(Rows from a dataset)
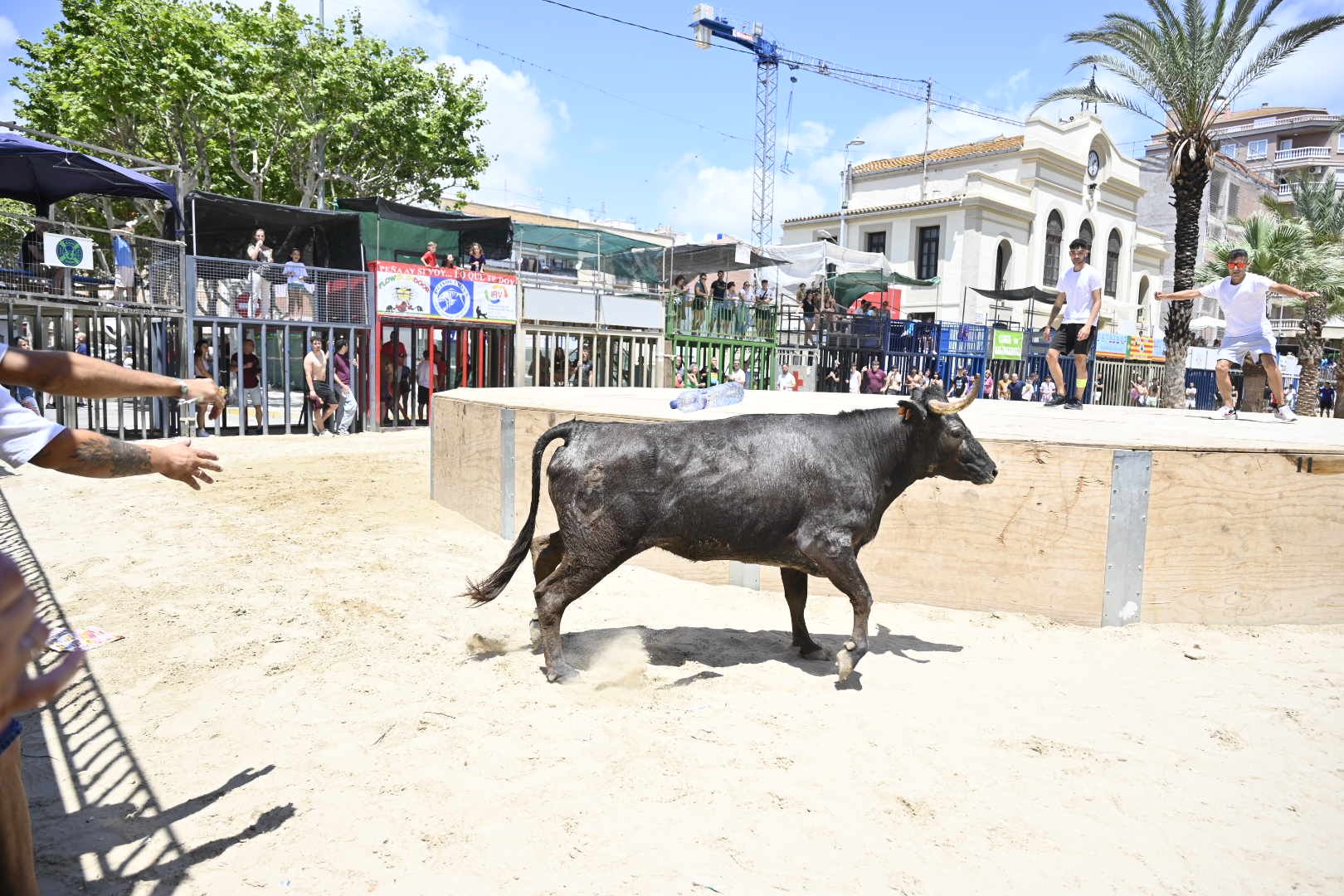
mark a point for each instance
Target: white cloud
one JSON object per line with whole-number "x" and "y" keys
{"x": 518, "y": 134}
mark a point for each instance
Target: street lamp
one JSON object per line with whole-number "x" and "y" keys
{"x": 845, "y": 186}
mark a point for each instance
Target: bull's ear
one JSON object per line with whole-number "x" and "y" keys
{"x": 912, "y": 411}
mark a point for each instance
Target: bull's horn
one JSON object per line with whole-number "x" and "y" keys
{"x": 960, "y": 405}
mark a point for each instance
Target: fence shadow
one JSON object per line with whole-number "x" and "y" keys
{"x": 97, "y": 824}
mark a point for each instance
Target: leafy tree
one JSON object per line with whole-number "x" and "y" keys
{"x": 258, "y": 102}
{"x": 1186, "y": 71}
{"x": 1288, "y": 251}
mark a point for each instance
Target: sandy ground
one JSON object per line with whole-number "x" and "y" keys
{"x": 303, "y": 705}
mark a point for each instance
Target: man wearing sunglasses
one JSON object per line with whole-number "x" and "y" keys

* **Aim**
Pictures in the records above are not copied; print everything else exactly.

* **Answer to the task**
mark a point for each instance
Target: white cloud
one JSON object per line with whole-number "x" and "y" keys
{"x": 518, "y": 134}
mark a point for each instance
Target: street lamp
one JSON object per line with whole-number "x" and "y" keys
{"x": 845, "y": 186}
mark a point for each instance
Target: bull's ear
one JSON object per line with whole-number "x" and "y" keys
{"x": 912, "y": 411}
mark a point for each instance
Target: bull's horn
one JSON object per line with whole-number "x" and "y" keys
{"x": 960, "y": 405}
mark a point for each instance
Target: fence shadow
one JSON object per line with whole-number "x" and "y" keys
{"x": 97, "y": 824}
mark a point for each instance
Target: leafy tree
one JSON object per line with whole-number "x" and "y" keys
{"x": 258, "y": 102}
{"x": 1186, "y": 71}
{"x": 1288, "y": 251}
mark a point for each instance
Target: sandy ground
one JSON object per line with whole-number "x" and "y" keys
{"x": 303, "y": 705}
mark a point for each instance
Target: man wearing sunglasses
one JSON object per line with whole-number "x" and "y" keys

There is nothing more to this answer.